Add Lip Sync to Your Character
Learn how to add and configure the Convai Lip Sync component on your character, assign profiles and maps, configure playback and latency settings, and verify real-time facial animation in Unity.
Introduction
The Convai Lip Sync component connects real-time speech animation to your character's face. While your character is speaking, it receives incoming Lip Sync data, processes it through the active Lip Sync map, and drives the blendshapes on your character's meshes automatically.
This page explains how to add the component, what each Inspector section does, and how to configure it correctly for a working Lip Sync setup in Unity.
Before You Start
Before adding the component, make sure your setup includes:
A character in the scene with at least one
SkinnedMeshRendererthat contains facial blendshapesA Convai Character component on the same GameObject
Add the Component
Select your character's root GameObject in the Hierarchy, then in the Inspector choose:
Add Component > Convai > Lip Sync > Convai Lip SyncOnce added, the component appears with four main sections in the Inspector:
Core Setup
Playback & Behavior
Streaming & Latency
Live Status
Core Setup
This is the main setup section. It defines which Lip Sync profile the character uses, which map is applied, and which meshes will be animated.

Profile
The Profile dropdown selects the Lip Sync profile used by the character.

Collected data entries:
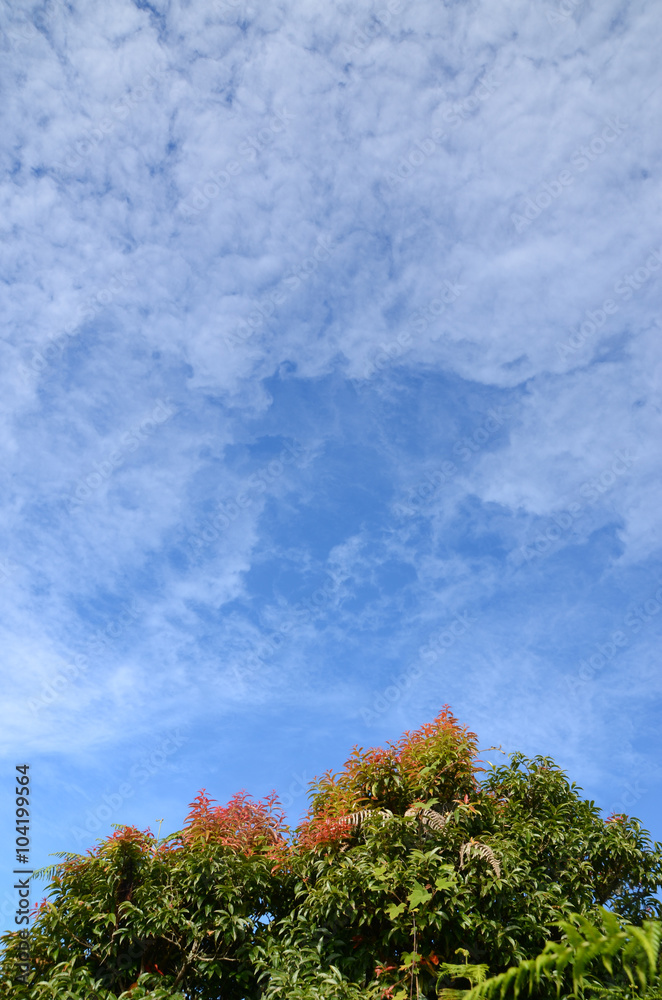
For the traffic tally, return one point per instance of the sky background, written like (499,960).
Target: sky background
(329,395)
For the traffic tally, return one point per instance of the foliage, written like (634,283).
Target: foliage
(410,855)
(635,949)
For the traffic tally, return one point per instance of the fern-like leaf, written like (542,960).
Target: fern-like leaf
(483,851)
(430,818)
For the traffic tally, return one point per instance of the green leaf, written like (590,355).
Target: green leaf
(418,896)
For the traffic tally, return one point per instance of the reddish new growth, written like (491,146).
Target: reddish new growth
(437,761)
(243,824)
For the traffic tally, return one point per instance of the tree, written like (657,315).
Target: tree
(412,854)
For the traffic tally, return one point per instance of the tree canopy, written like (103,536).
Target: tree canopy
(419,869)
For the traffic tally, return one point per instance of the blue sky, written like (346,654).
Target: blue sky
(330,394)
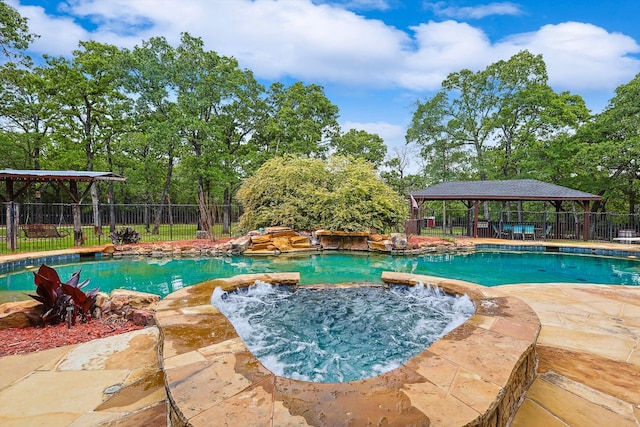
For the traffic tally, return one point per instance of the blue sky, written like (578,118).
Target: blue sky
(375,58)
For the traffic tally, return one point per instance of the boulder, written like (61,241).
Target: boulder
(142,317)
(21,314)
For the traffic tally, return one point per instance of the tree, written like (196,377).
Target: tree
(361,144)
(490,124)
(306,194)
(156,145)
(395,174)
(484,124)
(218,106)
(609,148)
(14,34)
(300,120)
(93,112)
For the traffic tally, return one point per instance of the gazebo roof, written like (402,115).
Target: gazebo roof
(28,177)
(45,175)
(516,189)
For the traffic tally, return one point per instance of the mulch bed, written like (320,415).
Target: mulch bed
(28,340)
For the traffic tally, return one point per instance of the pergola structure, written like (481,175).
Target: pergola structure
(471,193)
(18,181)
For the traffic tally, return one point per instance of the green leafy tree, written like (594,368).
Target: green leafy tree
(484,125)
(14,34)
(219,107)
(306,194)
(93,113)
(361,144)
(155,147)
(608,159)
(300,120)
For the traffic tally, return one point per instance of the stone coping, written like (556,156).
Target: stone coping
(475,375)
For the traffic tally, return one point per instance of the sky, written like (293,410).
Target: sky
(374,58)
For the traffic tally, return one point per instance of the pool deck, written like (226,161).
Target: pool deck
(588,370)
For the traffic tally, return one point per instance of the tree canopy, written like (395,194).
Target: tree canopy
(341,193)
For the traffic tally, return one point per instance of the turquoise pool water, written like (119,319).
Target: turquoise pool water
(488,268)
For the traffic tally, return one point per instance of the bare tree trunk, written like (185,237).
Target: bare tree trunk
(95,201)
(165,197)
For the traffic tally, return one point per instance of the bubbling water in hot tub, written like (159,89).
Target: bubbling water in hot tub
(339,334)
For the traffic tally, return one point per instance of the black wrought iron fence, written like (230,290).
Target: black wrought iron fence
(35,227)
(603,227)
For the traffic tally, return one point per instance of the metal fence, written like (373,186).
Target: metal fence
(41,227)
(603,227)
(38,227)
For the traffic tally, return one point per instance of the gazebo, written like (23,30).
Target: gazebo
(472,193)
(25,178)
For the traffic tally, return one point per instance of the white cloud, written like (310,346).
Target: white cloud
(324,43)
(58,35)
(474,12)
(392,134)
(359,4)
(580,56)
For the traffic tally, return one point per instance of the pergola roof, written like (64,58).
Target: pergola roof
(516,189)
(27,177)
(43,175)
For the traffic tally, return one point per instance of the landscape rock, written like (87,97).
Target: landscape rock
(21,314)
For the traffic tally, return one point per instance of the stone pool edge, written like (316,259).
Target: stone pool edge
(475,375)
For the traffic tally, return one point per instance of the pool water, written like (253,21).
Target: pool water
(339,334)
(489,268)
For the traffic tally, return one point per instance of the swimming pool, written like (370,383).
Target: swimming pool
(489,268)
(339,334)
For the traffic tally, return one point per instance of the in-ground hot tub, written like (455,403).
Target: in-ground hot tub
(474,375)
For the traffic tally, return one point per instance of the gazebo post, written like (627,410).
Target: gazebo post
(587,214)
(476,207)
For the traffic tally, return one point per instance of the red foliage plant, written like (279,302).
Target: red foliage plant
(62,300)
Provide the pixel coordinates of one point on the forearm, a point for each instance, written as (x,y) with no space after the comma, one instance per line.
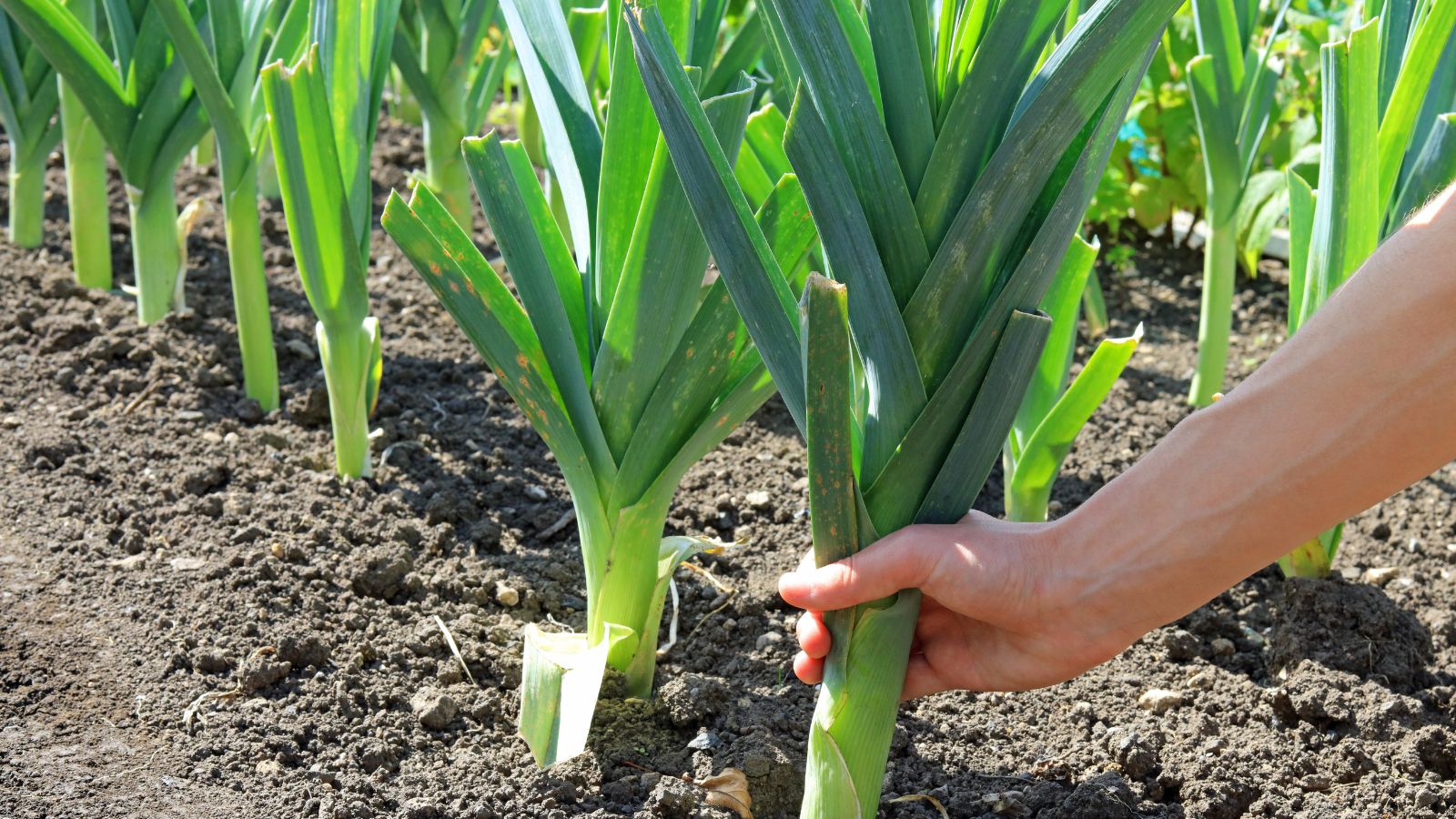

*JOB*.
Update the lip sync page from "Introduction" up to and including "character's meshes automatically." so that "shape keys" takes the place of "blendshapes".

*REPLY*.
Introduction
The Convai Lip Sync component connects real-time speech animation to your character's face. While your character is speaking, it receives incoming Lip Sync data, processes it through the active Lip Sync map, and drives the shape keys on your character's meshes automatically.